Problème posé 1 → Extrais, s'il te plaît, toutes les lignes des enregistrements qui contiennent la chaîne "leaf", en respectant la casse.

Texte cité →
※

Je ne suis pas le photographe des choses ou des événements
extraordinares. Pour moi, le quotidien est assez fabuleux pour me donner
matière à photographier. C'est la raison pour laquelle
depuis de nombreuses années, je photographie la pomme de terre.
Son extrême banalité m'a séduit un jour de l'automne
1994.
Dès les premières photos, j'ai supprimé tout
aspect anecdotique, toute référence à la terre.
J'avais une idée phare : traiter la pomme de terre comme une
sculpture, un objet d'art. Ainsi, je suis parti pour un long voyage,
à la découverte de la sensualité des courbes, du
mystère des creux, de la lumière caressant une peau lisse,
tendue, fripée, salie. La première série voyait
le jour : les variétés. C¹est une débauche de formes,
de couleurs, de prénoms féminins, et aussi, de nombreuses
rencontres avec les producteurs, que ce soit sur les marchés
ou dans les fermes.

※

Problème posé 2 → Recopie mot pour mot le passage du texte sur la pomme de terre qui va de "Dès les premières" jusqu'à "dans les fermes." inclus.

※

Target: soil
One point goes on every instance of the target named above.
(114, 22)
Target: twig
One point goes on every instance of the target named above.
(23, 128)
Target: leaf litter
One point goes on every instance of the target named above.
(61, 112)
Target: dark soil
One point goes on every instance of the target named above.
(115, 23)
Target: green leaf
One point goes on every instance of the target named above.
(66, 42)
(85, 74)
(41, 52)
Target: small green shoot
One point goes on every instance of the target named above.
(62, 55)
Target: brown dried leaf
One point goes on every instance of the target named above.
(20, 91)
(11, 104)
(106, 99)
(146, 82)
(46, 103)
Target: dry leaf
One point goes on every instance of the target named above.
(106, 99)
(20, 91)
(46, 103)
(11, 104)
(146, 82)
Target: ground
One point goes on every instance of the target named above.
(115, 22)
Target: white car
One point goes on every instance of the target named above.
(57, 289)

※

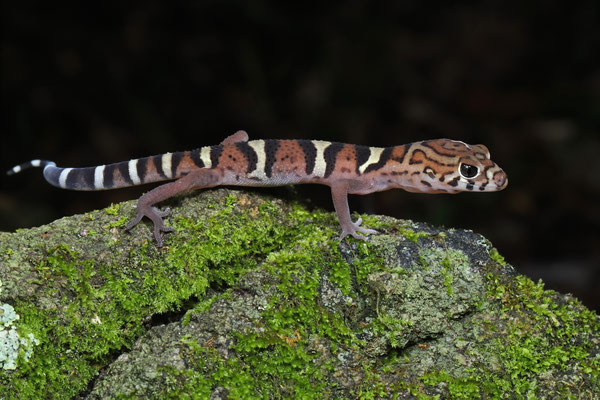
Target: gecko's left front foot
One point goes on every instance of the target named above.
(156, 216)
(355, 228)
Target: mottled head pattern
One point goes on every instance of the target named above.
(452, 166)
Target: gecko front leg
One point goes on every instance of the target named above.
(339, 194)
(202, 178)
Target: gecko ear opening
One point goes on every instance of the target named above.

※

Sortie complète 1 →
Target: leaf litter
Target: green leaf
Target: brown dried leaf
Target: dry leaf

Sortie complète 2 →
Dès les premières photos, j'ai supprimé tout
aspect anecdotique, toute référence à la terre.
J'avais une idée phare : traiter la pomme de terre comme une
sculpture, un objet d'art. Ainsi, je suis parti pour un long voyage,
à la découverte de la sensualité des courbes, du
mystère des creux, de la lumière caressant une peau lisse,
tendue, fripée, salie. La première série voyait
le jour : les variétés. C¹est une débauche de formes,
de couleurs, de prénoms féminins, et aussi, de nombreuses
rencontres avec les producteurs, que ce soit sur les marchés
ou dans les fermes.